27 April 2015

Oh Say, Where Is Truth? Part 1: Fact or Fiction?

This is the first in a trilogy of posts about finding truth.

While traveling across Australia by train with my husband in 2006, I became engrossed in a highly-acclaimed biography of one of the prophets of this dispensation, which was written by a believing, committed member of the LDS Church. As the author began referring to the accounts of certain incidents, however, I became at first uncomfortable, and finally very disturbed.

My unease did not come from fears that my testimony would be shaken, but rather because I sensed that much of what was being considered as "history" or "facts" was not really how things actually happened. I doubted the accuracy of some of the original reporting, and the memories of those being quoted, because they didn’t ring true to me.

I put the biography aside, and resumed reading a work of fiction which is loosely based on the life of a prophet of this dispensation, and which was written by another believing, committed member of the LDS church. A few pages into my reading I was struck by the realization that I felt a much stronger sense of "truth" while I was reading that fantasy novel, than I did while reading certain parts of the supposedly non-fiction biography. How could this be?

The people in the biography were real people, and the events chronicled had really happened (at least most of them!). The events and the characters in the novel, although inspired by real events and people, were an invention of the author. What was the “truth” I was sensing?

A reputable biographer is expected show to his objectivity by including contradictory material in his work. He may qualify some material as suspect and classify other material as reliable, but if he omits evidence that runs counter to his personal opinion, he risks his reputation.

= DATA FOR ANALYSIS =
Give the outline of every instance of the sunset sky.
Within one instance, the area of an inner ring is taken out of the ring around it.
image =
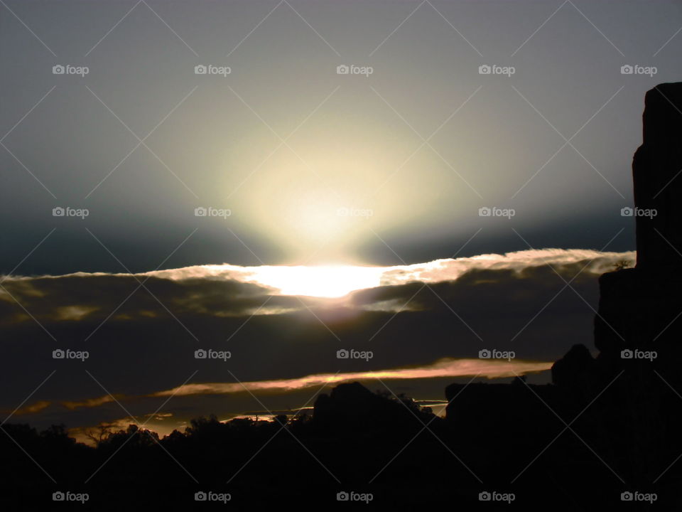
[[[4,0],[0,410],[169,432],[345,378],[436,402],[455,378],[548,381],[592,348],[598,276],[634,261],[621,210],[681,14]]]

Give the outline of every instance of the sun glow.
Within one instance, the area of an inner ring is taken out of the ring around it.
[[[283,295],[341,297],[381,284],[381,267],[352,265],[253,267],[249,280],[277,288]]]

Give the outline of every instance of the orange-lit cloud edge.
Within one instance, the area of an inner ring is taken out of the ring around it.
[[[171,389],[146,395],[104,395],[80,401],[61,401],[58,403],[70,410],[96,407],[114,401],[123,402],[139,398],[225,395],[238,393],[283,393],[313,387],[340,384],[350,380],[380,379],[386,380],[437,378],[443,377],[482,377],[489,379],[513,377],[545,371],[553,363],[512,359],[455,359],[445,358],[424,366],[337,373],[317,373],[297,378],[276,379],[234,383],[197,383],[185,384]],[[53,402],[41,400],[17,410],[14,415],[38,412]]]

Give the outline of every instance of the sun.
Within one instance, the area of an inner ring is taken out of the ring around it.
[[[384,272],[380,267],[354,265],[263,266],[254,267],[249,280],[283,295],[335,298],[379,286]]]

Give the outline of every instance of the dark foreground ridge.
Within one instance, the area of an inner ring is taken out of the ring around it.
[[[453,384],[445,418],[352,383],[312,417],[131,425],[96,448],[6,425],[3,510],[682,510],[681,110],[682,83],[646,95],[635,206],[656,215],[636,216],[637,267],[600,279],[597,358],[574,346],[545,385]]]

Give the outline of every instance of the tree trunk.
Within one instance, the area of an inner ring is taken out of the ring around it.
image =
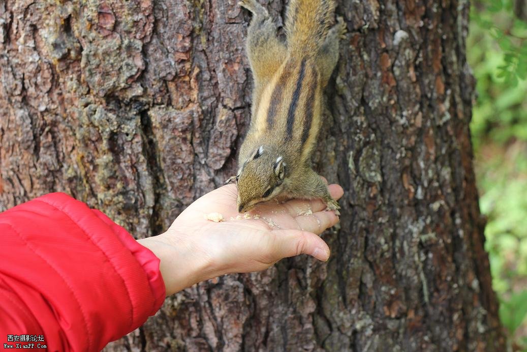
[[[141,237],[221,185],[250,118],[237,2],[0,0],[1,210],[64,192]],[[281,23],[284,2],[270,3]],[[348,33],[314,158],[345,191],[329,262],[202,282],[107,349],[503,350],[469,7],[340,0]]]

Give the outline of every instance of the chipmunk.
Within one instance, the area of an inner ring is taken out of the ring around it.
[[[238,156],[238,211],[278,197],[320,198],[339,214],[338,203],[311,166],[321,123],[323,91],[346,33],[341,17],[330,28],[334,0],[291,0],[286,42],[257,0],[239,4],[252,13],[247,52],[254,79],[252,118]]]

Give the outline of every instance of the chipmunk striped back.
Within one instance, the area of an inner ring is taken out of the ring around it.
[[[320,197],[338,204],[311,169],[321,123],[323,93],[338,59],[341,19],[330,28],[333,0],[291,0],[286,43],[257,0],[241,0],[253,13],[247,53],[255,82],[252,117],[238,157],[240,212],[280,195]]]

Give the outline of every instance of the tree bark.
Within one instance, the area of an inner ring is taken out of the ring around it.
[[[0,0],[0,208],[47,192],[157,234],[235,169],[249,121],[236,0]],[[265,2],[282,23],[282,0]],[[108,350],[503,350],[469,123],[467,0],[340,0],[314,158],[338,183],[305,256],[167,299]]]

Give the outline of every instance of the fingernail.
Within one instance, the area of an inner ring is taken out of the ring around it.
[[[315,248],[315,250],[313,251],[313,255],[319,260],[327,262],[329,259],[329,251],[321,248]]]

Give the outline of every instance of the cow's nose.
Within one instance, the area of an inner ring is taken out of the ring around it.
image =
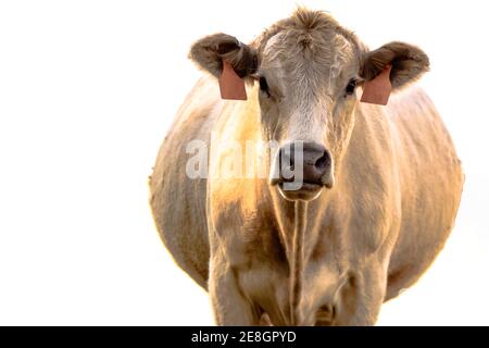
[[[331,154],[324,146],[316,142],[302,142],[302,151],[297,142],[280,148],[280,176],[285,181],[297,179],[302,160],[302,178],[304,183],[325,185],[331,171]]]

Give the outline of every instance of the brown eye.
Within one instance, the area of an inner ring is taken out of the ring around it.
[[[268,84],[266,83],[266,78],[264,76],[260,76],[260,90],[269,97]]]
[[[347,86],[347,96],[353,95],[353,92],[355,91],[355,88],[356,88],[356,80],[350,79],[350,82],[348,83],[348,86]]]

= ACTION ITEM A =
Rewrite the paragraph of the post on finding truth that begins "I put the biography aside" more briefly, keeping its main facts.
= ACTION ITEM B =
Continue the post on finding truth from the point where it ends.
The entries have no role in this work.

= EXPECTED ANSWER A =
I set the biography aside and went back to a novel loosely based on the life of a prophet of this dispensation, also written by a believing, committed LDS Church member. A few pages in, I realized the novel felt far more truthful than parts of the supposedly non-fiction biography, and I wondered how that could be.

= EXPECTED ANSWER B =
However, even the best of intentions cannot guarantee the objective “truth” of the events a biographer or historian chronicles. Every author has both conscious and unconscious biases that may color the interpretation of the source materials they use. In addition, we all know from personal experience that we often mishear what is spoken, misinterpret what we see, remember things inaccurately, report them incorrectly and succumb to the influence of others when we are asked to chronicle events we may have witnessed. Eye-witnesses to crimes have sometimes proved unreliable, as evidenced by the number of convicts being cleared of crimes on the basis of new DNA evidence.

Like me, you have probably been frustrated and annoyed when a trusted news source publishes an article, or broadcasts an investigative report on a subject we know very well, because we see glaring errors in the reporting. Upon reflection we might surmise that it is likely that other stories in the media are similarly error prone, but since we usually don’t have the depth of knowledge to judge properly, we tend to think we are usually getting the straight story.

In contrast to the biographer, the novelist is expected to control the worldview of his novel. He demonstrates his art in the creation of characters whose motivations, relationships and philosophies of life are in harmony with that worldview.

While reading the biography, I believe I often experienced tension because much of what I was reading did not seem to harmonize with things I knew spiritually to be true.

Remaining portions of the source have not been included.